* [Exercise instructions] Which lines of the data contain the word "ocean"? Select each of them and copy it out in full.

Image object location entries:
## START
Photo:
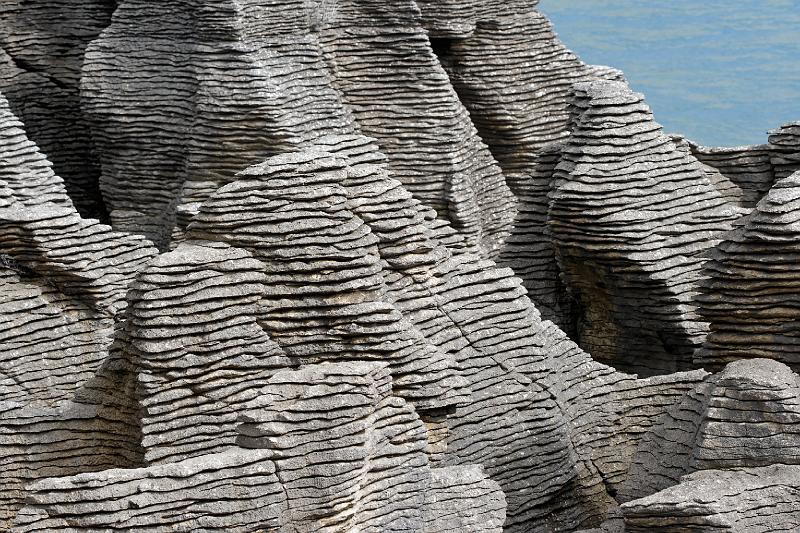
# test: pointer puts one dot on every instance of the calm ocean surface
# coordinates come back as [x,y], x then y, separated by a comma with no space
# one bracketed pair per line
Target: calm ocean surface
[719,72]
## END
## START
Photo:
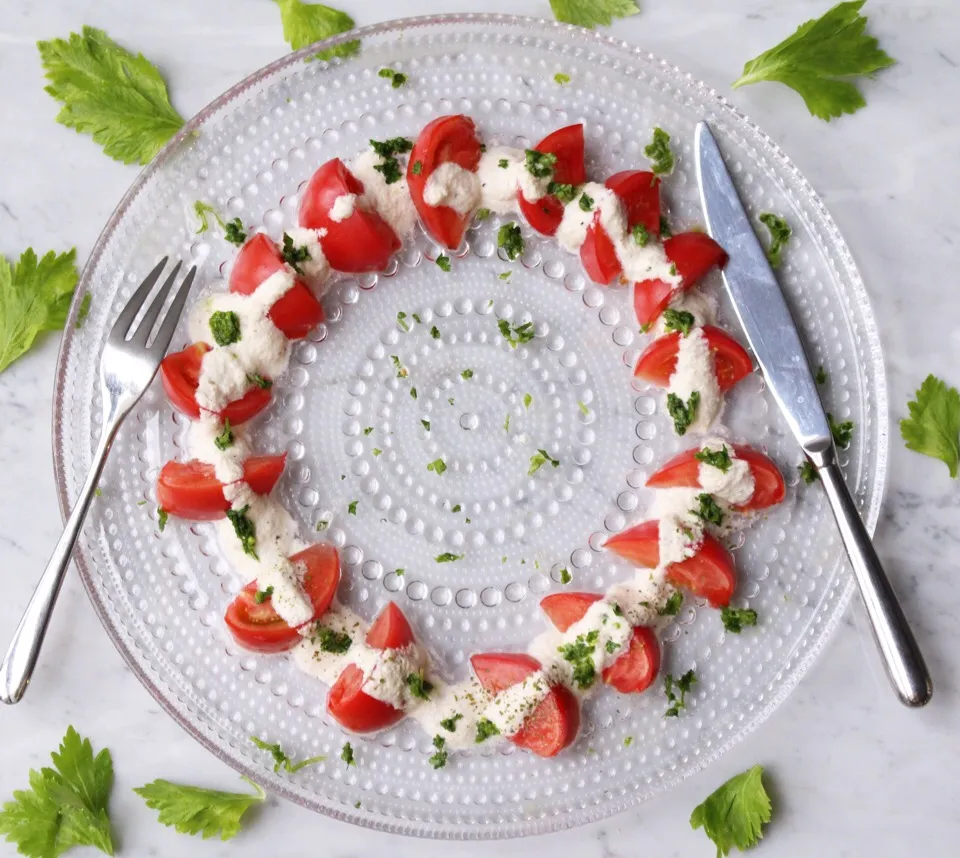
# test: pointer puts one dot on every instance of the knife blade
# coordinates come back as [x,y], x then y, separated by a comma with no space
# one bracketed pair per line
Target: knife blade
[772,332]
## END
* [Written response]
# test: pointer puts one dot on every instance of the calm ocean surface
Target: calm ocean surface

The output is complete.